▶ **Exercise instructions**
Turn the items below into a numbered list of their lines, and leave out any blank lines.

▶ **Excerpted data**
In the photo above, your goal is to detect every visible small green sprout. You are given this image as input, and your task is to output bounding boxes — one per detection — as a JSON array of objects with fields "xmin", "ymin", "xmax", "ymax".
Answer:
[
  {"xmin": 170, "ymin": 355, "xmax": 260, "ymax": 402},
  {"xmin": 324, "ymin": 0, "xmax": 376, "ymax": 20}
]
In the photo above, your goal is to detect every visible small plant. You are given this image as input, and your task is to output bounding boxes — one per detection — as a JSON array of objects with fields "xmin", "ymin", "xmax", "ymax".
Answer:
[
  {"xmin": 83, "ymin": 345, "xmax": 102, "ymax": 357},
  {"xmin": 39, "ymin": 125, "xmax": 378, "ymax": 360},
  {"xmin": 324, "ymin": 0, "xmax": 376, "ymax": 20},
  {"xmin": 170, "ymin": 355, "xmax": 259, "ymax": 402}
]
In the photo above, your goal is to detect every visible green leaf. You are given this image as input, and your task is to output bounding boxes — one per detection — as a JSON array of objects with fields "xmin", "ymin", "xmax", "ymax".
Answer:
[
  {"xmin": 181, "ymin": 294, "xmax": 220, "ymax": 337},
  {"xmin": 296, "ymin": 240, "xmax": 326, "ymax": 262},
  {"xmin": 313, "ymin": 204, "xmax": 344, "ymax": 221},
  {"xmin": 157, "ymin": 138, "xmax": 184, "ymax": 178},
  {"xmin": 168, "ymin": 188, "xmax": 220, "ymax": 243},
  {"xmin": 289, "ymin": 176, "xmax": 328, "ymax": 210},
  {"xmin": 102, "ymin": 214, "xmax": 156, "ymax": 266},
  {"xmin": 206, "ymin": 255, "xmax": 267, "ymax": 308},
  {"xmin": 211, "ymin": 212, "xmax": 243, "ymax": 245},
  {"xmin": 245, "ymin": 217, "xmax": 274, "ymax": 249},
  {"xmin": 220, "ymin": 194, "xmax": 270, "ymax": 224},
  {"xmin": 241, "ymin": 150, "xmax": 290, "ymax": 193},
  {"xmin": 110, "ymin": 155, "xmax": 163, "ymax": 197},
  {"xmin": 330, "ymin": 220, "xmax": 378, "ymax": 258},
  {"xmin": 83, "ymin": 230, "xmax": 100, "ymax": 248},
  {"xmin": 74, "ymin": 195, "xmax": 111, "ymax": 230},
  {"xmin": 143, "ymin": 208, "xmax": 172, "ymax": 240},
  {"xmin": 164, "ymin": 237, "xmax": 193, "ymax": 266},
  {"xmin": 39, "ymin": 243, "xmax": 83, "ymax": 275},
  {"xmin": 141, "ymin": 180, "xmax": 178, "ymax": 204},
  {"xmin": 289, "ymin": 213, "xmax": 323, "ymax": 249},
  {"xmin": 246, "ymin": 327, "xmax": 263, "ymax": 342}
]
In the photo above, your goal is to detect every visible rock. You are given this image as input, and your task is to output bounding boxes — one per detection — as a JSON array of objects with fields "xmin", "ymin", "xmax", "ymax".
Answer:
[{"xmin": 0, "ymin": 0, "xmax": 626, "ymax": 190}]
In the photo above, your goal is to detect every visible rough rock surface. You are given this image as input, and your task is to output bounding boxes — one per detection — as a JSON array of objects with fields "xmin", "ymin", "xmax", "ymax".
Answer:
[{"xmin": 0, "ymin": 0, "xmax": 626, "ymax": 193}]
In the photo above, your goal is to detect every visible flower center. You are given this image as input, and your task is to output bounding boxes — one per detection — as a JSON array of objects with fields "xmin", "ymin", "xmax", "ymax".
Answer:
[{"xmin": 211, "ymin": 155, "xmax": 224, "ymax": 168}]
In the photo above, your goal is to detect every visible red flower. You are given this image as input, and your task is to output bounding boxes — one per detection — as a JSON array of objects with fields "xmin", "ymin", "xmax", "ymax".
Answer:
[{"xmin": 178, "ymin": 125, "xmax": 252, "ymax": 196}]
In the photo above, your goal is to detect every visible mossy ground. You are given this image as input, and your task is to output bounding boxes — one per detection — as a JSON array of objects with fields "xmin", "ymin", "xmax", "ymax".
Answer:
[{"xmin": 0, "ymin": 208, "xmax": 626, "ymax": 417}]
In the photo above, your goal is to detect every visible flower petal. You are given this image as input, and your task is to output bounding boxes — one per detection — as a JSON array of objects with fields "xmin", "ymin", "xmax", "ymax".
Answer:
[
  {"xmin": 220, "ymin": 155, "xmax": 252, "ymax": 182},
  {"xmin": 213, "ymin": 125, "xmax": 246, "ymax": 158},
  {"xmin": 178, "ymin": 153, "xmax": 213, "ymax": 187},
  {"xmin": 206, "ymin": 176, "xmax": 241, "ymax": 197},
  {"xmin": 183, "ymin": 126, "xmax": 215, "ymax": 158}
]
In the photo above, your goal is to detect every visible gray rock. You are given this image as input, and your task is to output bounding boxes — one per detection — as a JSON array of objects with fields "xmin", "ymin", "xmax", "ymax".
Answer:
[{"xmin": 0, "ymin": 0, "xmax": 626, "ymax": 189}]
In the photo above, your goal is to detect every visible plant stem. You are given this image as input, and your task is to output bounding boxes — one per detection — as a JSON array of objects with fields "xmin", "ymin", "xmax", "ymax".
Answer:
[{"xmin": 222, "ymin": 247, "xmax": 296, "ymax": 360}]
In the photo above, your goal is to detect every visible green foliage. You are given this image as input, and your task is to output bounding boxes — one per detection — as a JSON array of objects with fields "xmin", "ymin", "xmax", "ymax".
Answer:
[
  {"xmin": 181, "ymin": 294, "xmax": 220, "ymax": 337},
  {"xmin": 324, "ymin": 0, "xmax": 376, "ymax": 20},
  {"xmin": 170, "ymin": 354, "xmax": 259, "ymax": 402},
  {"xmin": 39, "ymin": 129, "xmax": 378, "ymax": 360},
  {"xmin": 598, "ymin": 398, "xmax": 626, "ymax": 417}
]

▶ **Answer**
1. In the photo above, your goal is to detect every visible small green sprout. You are given this image as input, and your task is to output bounding boxes — one per detection — as a JSON array of objects with fields "xmin", "ymin", "xmax", "ymax".
2. Answer:
3. [
4.   {"xmin": 170, "ymin": 355, "xmax": 260, "ymax": 402},
5.   {"xmin": 324, "ymin": 0, "xmax": 376, "ymax": 20}
6. ]
7. In the photo above, your goal is to detect every visible small plant. You are given this image as input, and your task is to output bounding boxes — one per detection — as a JSON array of objects with fields "xmin", "ymin", "xmax", "ymax".
8. Answer:
9. [
10.   {"xmin": 83, "ymin": 345, "xmax": 102, "ymax": 357},
11.   {"xmin": 39, "ymin": 125, "xmax": 378, "ymax": 360},
12.   {"xmin": 324, "ymin": 0, "xmax": 376, "ymax": 20},
13.   {"xmin": 170, "ymin": 355, "xmax": 259, "ymax": 402}
14. ]
15. In the photo above, your goal is to detect every visible green leaf. You are given this image as input, and your task is to output bounding boxes — one per detection — as a JSON array of objects with fields "xmin", "ymin", "xmax", "ymax".
16. Answer:
17. [
18.   {"xmin": 181, "ymin": 294, "xmax": 220, "ymax": 337},
19.   {"xmin": 296, "ymin": 240, "xmax": 326, "ymax": 262},
20.   {"xmin": 313, "ymin": 204, "xmax": 344, "ymax": 221},
21.   {"xmin": 157, "ymin": 138, "xmax": 184, "ymax": 178},
22.   {"xmin": 168, "ymin": 188, "xmax": 220, "ymax": 243},
23.   {"xmin": 289, "ymin": 176, "xmax": 328, "ymax": 210},
24.   {"xmin": 102, "ymin": 214, "xmax": 156, "ymax": 266},
25.   {"xmin": 206, "ymin": 255, "xmax": 267, "ymax": 308},
26.   {"xmin": 211, "ymin": 212, "xmax": 243, "ymax": 245},
27.   {"xmin": 245, "ymin": 217, "xmax": 274, "ymax": 249},
28.   {"xmin": 220, "ymin": 194, "xmax": 270, "ymax": 224},
29.   {"xmin": 241, "ymin": 150, "xmax": 290, "ymax": 193},
30.   {"xmin": 110, "ymin": 155, "xmax": 163, "ymax": 197},
31.   {"xmin": 330, "ymin": 220, "xmax": 378, "ymax": 258},
32.   {"xmin": 83, "ymin": 230, "xmax": 100, "ymax": 248},
33.   {"xmin": 74, "ymin": 195, "xmax": 111, "ymax": 230},
34.   {"xmin": 143, "ymin": 208, "xmax": 172, "ymax": 240},
35.   {"xmin": 164, "ymin": 237, "xmax": 193, "ymax": 266},
36.   {"xmin": 39, "ymin": 243, "xmax": 83, "ymax": 275},
37.   {"xmin": 141, "ymin": 180, "xmax": 178, "ymax": 204},
38.   {"xmin": 289, "ymin": 213, "xmax": 323, "ymax": 249},
39.   {"xmin": 246, "ymin": 327, "xmax": 263, "ymax": 342}
40. ]
41. In the photo above, your goal is to detect every visible rock. You are given this image as input, and your task is to output bounding boxes — one per detection — as a JSON array of objects with fields "xmin", "ymin", "xmax", "ymax".
42. Answer:
43. [{"xmin": 0, "ymin": 0, "xmax": 626, "ymax": 190}]
44. In the photo above, your goal is to detect every visible rough rock surface. You are given this image as input, and your task is to output bounding boxes — one per detection — as a JSON array of objects with fields "xmin", "ymin", "xmax", "ymax".
45. Answer:
46. [{"xmin": 0, "ymin": 0, "xmax": 626, "ymax": 193}]
47. In the photo above, your goal is to detect every visible flower center. You are given this image as input, and your task is to output bounding boxes — one per detection — as a JSON array of objects with fields "xmin", "ymin", "xmax", "ymax".
48. Answer:
49. [{"xmin": 211, "ymin": 155, "xmax": 224, "ymax": 168}]
50. In the photo above, your goal is to detect every visible red flower. You are given this image as input, and your task is to output bounding boxes — one per detection — as a JSON array of objects with fields "xmin", "ymin", "xmax", "ymax".
51. Answer:
52. [{"xmin": 178, "ymin": 125, "xmax": 252, "ymax": 196}]
53. In the photo above, your goal is to detect every visible mossy ground. You are given this image as input, and your task is to output bounding boxes — one per detection — as a JSON array of objects with fields "xmin", "ymin", "xmax", "ymax".
54. Answer:
55. [{"xmin": 0, "ymin": 208, "xmax": 626, "ymax": 417}]
56. In the photo above, your goal is to detect every visible flower petal. You are given this image as input, and your task is to output bounding boxes — one per detection — as a JSON array of objects with fields "xmin", "ymin", "xmax", "ymax".
57. Answer:
58. [
59.   {"xmin": 220, "ymin": 155, "xmax": 252, "ymax": 182},
60.   {"xmin": 213, "ymin": 125, "xmax": 246, "ymax": 158},
61.   {"xmin": 178, "ymin": 153, "xmax": 213, "ymax": 187},
62.   {"xmin": 206, "ymin": 176, "xmax": 241, "ymax": 197},
63.   {"xmin": 183, "ymin": 126, "xmax": 215, "ymax": 158}
64. ]
65. In the photo above, your goal is to detect every visible gray rock. You are given this image as input, and your task is to output bounding boxes — one per detection — as a JSON array of objects with fields "xmin", "ymin", "xmax", "ymax".
66. Answer:
67. [{"xmin": 0, "ymin": 0, "xmax": 626, "ymax": 189}]
68. In the photo above, your goal is to detect every visible plant stem. You are given this image as input, and your task is to output bounding boxes — one per detection — as a JSON array of objects with fields "xmin", "ymin", "xmax", "ymax".
69. Answer:
70. [{"xmin": 222, "ymin": 247, "xmax": 296, "ymax": 360}]
71. In the photo above, your goal is to detect every visible green foliage. You are given this image as input, and your task is to output bounding boxes — one per detection — as a JSON array of objects with fields "xmin", "ymin", "xmax", "ymax".
72. Answer:
73. [
74.   {"xmin": 181, "ymin": 294, "xmax": 220, "ymax": 337},
75.   {"xmin": 324, "ymin": 0, "xmax": 376, "ymax": 20},
76.   {"xmin": 170, "ymin": 354, "xmax": 259, "ymax": 402},
77.   {"xmin": 39, "ymin": 129, "xmax": 378, "ymax": 360},
78.   {"xmin": 598, "ymin": 398, "xmax": 626, "ymax": 417}
79. ]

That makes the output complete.